YOUR ASSIGNMENT |
Reproduce the data in its entirety, exactly as supplied.
-=-=-=-=-
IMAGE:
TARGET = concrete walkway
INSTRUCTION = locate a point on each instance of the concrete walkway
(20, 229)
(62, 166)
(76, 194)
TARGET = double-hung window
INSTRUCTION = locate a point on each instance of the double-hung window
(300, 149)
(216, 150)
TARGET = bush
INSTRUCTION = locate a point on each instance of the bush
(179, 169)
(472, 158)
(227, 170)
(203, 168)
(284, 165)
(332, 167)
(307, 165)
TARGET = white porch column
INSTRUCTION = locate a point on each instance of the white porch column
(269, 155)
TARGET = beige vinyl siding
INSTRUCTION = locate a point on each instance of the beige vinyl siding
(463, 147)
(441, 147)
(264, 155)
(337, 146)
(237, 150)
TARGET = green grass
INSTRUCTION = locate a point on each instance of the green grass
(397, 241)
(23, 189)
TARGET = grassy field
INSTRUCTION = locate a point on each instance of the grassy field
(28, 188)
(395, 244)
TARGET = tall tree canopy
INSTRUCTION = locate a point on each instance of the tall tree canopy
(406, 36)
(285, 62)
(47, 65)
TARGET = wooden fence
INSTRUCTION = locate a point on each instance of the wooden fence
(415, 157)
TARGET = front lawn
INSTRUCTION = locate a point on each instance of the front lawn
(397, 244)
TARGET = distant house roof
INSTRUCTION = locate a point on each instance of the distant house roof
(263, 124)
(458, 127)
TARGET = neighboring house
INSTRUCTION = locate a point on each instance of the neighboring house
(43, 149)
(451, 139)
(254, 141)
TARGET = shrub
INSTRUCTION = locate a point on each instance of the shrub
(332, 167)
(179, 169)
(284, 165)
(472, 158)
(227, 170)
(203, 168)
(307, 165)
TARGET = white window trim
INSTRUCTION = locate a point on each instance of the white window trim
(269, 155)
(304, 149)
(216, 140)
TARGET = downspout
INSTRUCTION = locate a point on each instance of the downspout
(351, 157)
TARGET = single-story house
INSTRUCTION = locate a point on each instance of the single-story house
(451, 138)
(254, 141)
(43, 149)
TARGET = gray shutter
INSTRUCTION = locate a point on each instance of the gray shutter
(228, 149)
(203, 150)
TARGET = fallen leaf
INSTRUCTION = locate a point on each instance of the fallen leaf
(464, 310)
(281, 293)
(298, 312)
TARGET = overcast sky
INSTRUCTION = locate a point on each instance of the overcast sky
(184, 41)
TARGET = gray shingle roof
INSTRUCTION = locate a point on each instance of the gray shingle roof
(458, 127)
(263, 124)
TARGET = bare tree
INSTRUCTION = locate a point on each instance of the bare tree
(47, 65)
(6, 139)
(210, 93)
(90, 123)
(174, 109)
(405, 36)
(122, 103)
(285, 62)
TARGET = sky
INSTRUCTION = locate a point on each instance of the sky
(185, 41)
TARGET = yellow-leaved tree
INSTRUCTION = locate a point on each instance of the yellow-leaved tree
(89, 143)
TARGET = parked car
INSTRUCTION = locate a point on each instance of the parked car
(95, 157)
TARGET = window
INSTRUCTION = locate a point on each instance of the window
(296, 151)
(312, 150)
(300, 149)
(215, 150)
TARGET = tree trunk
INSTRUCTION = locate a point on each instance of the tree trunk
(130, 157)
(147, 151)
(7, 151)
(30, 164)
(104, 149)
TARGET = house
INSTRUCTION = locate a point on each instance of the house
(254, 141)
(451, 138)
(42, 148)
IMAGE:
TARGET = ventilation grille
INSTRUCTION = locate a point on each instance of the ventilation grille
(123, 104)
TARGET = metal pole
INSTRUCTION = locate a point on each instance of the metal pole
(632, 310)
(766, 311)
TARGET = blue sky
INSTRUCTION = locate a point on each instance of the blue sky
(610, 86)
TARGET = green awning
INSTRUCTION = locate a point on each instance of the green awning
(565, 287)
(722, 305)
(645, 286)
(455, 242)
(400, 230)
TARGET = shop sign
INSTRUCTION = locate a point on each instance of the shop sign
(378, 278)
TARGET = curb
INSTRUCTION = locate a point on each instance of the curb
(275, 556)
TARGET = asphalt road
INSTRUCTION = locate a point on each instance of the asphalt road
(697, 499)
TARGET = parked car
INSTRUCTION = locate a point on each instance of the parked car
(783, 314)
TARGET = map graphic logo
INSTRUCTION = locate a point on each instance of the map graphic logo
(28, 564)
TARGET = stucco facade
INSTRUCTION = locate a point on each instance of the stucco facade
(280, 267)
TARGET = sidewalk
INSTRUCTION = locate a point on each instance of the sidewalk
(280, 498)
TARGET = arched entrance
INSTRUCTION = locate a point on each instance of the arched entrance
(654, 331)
-=-=-=-=-
SOLUTION TO THE EXERCISE |
IMAGE:
TARGET = concrete walkway
INSTRUCTION = locate a point on each instance of the concrete walkway
(20, 229)
(62, 166)
(76, 194)
TARGET = double-hung window
INSTRUCTION = locate a point on each instance of the double-hung window
(300, 149)
(216, 150)
TARGET = bush
INSTRUCTION = locate a point on each instance of the bush
(179, 169)
(472, 158)
(227, 170)
(203, 168)
(284, 165)
(332, 167)
(307, 165)
TARGET = white porch column
INSTRUCTION = locate a point on each instance of the white porch column
(269, 155)
TARGET = beige vinyl siding
INSTRUCTION = locate a point on each instance of the beige vinyl siding
(463, 147)
(441, 147)
(264, 155)
(337, 146)
(237, 150)
TARGET = green grass
INSTRUCTION = locate a point on each instance of the green grass
(397, 241)
(23, 189)
TARGET = grassy field
INSTRUCTION = locate a point on each instance of the grassy field
(28, 188)
(395, 244)
TARGET = tall tree canopy
INSTRUCTION = locate a point on each instance of the tall tree canopy
(406, 36)
(285, 62)
(47, 65)
TARGET = wooden fence
INSTRUCTION = locate a point on each instance of the wooden fence
(415, 157)
TARGET = front lawn
INSTRUCTION = locate a point on each instance of the front lawn
(397, 244)
TARGET = distant house roof
INSTRUCTION = locate a point on each instance of the distant house roof
(263, 124)
(458, 127)
TARGET = neighboring house
INSTRUCTION = locate a point on each instance of the neighboring house
(43, 149)
(451, 139)
(254, 141)
TARGET = shrub
INSTRUCTION = locate a point on each instance of the shrub
(332, 167)
(179, 169)
(284, 165)
(472, 158)
(227, 170)
(203, 168)
(307, 165)
TARGET = white window trim
INSTRUCTION = locate a point on each instance of the white window trim
(269, 155)
(304, 149)
(216, 140)
TARGET = downspout
INSTRUCTION = locate a point on each instance of the downspout
(351, 157)
TARGET = single-story house
INSTRUCTION = locate a point on each instance of the single-story house
(451, 138)
(254, 141)
(43, 149)
TARGET = gray shutter
INSTRUCTION = locate a point on each instance of the gray shutter
(228, 149)
(203, 150)
TARGET = fallen leaf
INSTRUCTION = locate a point on each instance of the fallen leaf
(464, 310)
(281, 293)
(298, 312)
TARGET = overcast sky
INSTRUCTION = locate a point on each instance of the overcast sky
(184, 41)
TARGET = gray shingle roof
INSTRUCTION = locate a point on each instance of the gray shingle roof
(458, 127)
(263, 124)
TARGET = bare tree
INSTRUCTION = locate a point on each instance of the bare tree
(47, 65)
(6, 139)
(210, 93)
(90, 123)
(174, 109)
(405, 36)
(122, 103)
(285, 62)
TARGET = sky
INSTRUCTION = locate a point on each instance of the sky
(185, 41)
TARGET = yellow-leaved tree
INSTRUCTION = locate a point on each instance of the yellow-leaved tree
(89, 143)
TARGET = parked car
INSTRUCTION = locate a point on each instance of the parked car
(95, 157)
TARGET = window
INSTRUCTION = locate a point on each instance of the window
(296, 151)
(312, 150)
(300, 149)
(215, 150)
TARGET = tree trunk
INSTRUCTION = locate a point on each instance of the tree trunk
(130, 157)
(147, 151)
(7, 151)
(30, 164)
(104, 149)
TARGET = house
INSTRUCTION = locate a point on each instance of the house
(254, 141)
(451, 138)
(42, 148)
IMAGE:
TARGET = ventilation grille
INSTRUCTION = locate a point on each instance of the ventilation grille
(123, 104)
TARGET = metal pole
INSTRUCTION = locate a point on each instance of the metal pole
(632, 310)
(766, 311)
TARGET = blue sky
INSTRUCTION = locate a point on each instance of the blue sky
(610, 86)
TARGET = green awning
INSTRUCTION = locate a point on each instance of the green awning
(565, 287)
(722, 305)
(645, 286)
(455, 242)
(400, 230)
TARGET = shop sign
INSTRUCTION = locate a point on each instance of the shop sign
(378, 278)
TARGET = curb
INSTRUCTION = locate a point on each instance of the curb
(275, 556)
TARGET = asphalt road
INSTRUCTION = locate a point on each instance of the asphalt road
(697, 499)
TARGET = parked car
INSTRUCTION = locate a point on each instance of the parked car
(783, 314)
TARGET = map graphic logo
INSTRUCTION = locate a point on each instance of the map graphic logo
(28, 564)
TARGET = stucco facade
INSTRUCTION = locate a point on each instance of the stucco facade
(280, 267)
TARGET = sidewalk
INSTRUCTION = locate a point on each instance of the sidewalk
(280, 498)
TARGET = arched entrance
INSTRUCTION = locate a point on each instance of the arched entrance
(654, 331)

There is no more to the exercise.